**Zadanie a:** Zamień w rekordach „sky” na „clouds” i przepisz wiersze od tego, który zawiera „for the sky”, do tego, który zawiera „[[0, 0, 199, 108]]”, włącznie. Reszta ma pozostać bez zmian.

**Tekst źródłowy:**
Witaj na moim nowym blogu.

Witaj na moim blogu!

Skoro tu jesteś, najwyraźniej coś Cię tu ściągnęło. Co to jest? Nie mam pojęcia. W każdym razie, cieszy mnie fakt, że potencjalnie możesz zostać moim odbiorcą. Jestem Wilk. Te piękne włosy, zgrabny zadek, błysk w oku i ten romantyzm... A na serio: Jestem kolesiem już po trzydziestce, jednak mentalnie podobno już po czterdziestce... Nie ocenię sam siebie. Ideowo jestem katolikiem i patriotą. Politycznie... nie gadam o polityce. Na co dzień, bezpośredni przekaz i odbiór mają u mnie priorytet. Nie znoszę zatajania czegokolwiek, aczkolwiek wiadomo, nie jestem święty.
Ale dość o mnie.
Co znajdziesz na blogu - to bardziej Cię interesuje.
Otóż:
Znajdziesz tu najwięcej wierszy. Potem artykuliki, w których wyrażam swoje poglądy, przedstawione w postaci tezy, przesłanek i argumentów oraz konkluzji. Ważne, uwaga! - teksty są często pisane na gorąco i poddawane są tylko korekcje najbardziej rażących błędów. Dlaczego tak? Już odpowiadam: Robię to w ten sposób, ponieważ myśl ujęta w momencie pojawienia się, jest najtrafniejsza a każda zwłoka wymywa z pamięci to, co chcę się powiedzieć. Wtedy wypowiedź traci swoją moc wybrzmienia. Poza tym... nie chce mi się potem robić korekty szczegółowo. Jak Ci się to nie podoba, nie musisz czytać.
Jak zapewne zauważyłeś, czytelniku, musisz mieć skończone osiemnaście lat aby wejść na bloga. I bynajmniej, nie dlatego, że są tu wulgaryzmy ( choć jest ich mnóstwo) ale dlatego, że dzieciaki tego mogą nie zrozumieć. Swoje teksty kieruję do ludzi dojrzałych, którzy mają swoją uformowaną piramidę wartości.
Zapraszam do dyskursów pod tekstami, ponieważ zależy mi na dialogu.
Nie lubię pisać do kotleta. Lubię pizzę... ;)
Zapraszam do przeglądania.

26 grudnia 2013

Prawda

Można sobie wmawiać, to tylko był zły sen, ale prawdy nie oszukasz, ona zawsze znajdzie drogę na powierzchnię i niczym sól do rany wsypie ci się do serca.

25 grudnia 2013

Życzenia świąteczne i lenistwo.

Ktoś zapyta: a co ma piernik do wiatraka? A ma, i to bardzo dużo i co raz, to częściej.
Przyczyna? Już mówię. Gotowce esemesowe, bezmyślność = lenistwo. Kto z Was w tym roku dostał życzenia esemesowe, które ewidentnie były napisane dla Was i z myślą o Was? Jeśli ktoś taki jest, proszę o komentarz, jako świadectwo.

**Dane do zadania:**
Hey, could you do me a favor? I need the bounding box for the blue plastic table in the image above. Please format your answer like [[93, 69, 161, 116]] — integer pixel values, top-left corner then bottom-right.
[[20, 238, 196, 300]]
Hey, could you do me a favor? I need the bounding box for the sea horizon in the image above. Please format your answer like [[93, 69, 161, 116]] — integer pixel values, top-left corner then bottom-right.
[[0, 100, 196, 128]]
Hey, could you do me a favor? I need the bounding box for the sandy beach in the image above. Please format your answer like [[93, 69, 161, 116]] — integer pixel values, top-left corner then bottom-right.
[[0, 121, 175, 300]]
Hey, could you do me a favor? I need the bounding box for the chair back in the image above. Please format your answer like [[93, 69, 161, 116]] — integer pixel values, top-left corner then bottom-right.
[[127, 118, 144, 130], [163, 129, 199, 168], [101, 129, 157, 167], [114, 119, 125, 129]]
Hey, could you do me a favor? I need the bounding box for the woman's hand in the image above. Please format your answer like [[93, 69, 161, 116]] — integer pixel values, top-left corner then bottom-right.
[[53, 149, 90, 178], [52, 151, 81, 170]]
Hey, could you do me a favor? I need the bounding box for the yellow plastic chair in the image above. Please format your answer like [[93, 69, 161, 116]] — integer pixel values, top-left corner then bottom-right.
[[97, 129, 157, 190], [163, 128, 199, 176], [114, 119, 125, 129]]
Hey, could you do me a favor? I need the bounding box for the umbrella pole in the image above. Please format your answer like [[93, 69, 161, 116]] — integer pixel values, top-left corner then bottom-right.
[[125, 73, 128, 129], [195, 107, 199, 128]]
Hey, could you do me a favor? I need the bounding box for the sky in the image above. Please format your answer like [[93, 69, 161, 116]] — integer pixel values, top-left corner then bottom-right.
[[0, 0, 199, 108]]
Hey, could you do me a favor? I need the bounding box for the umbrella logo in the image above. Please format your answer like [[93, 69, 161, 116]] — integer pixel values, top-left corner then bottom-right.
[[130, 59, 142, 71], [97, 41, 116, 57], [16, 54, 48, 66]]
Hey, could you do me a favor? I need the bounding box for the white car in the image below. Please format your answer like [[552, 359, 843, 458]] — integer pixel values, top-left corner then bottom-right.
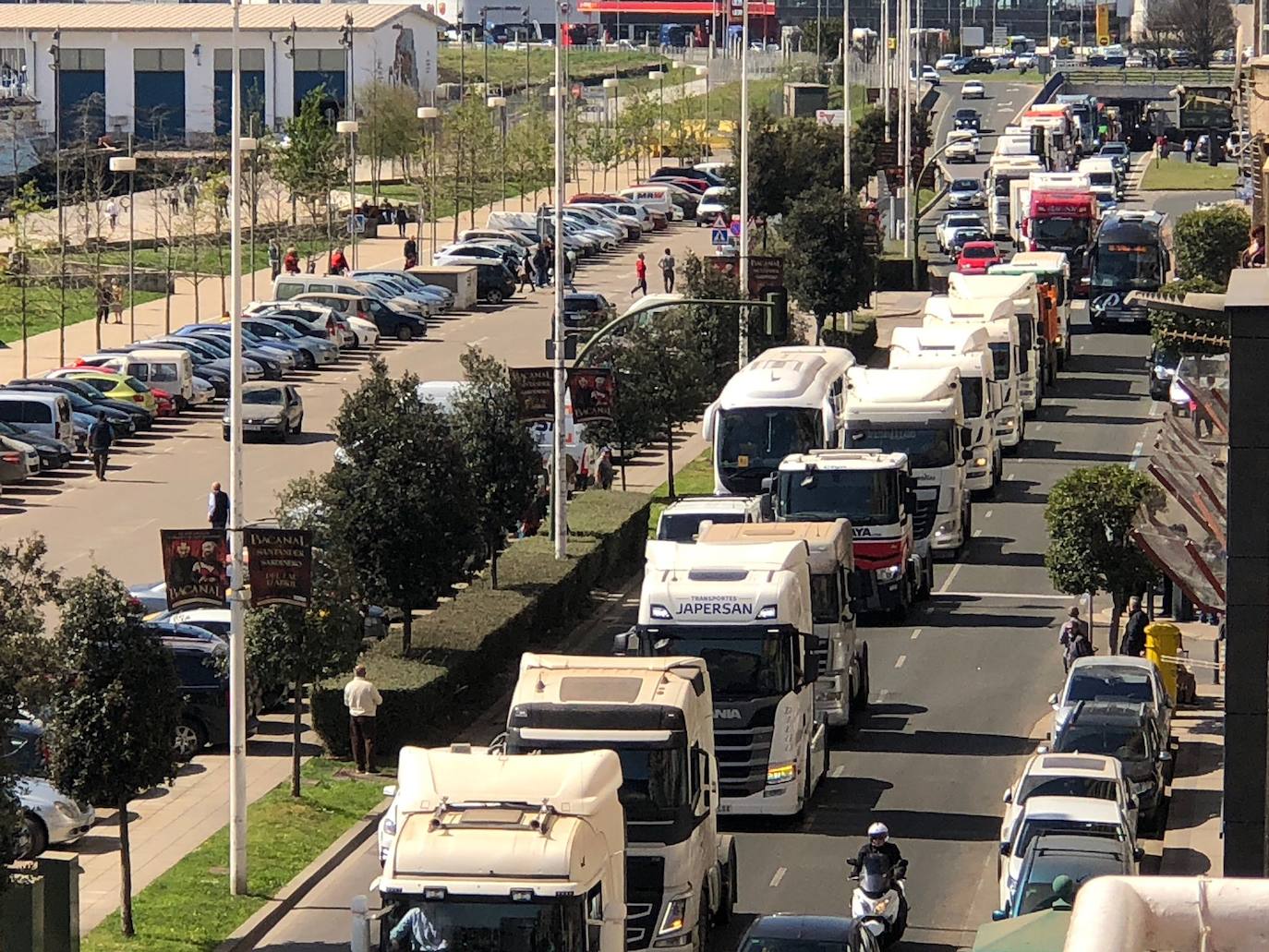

**Zadanie b:** Streść tekst źródłowy w trzech zdaniach.

**Rozwiązanie a:**
Hey, could you do me a favor? I need the bounding box for the clouds in the image above. Please format your answer like [[93, 69, 161, 116]] — integer pixel values, top-left corner then bottom-right.
[[0, 0, 199, 108]]

**Rozwiązanie b:** Autor, który przedstawia się jako Wilk, wita czytelników na swoim blogu i opisuje siebie jako mężczyznę po trzydziestce, katolika i patriotę, który ceni bezpośredni przekaz. Publikuje tu głównie wiersze oraz artykuły z poglądami, pisane na gorąco i poprawiane tylko z najbardziej rażących błędów, a kieruje je do dorosłych i zaprasza do dyskusji pod tekstami. Dalej są wpisy o tym, że prawdy nie da się oszukać, oraz o świątecznych życzeniach esemesowych z gotowców, które autor uważa za przejaw lenistwa.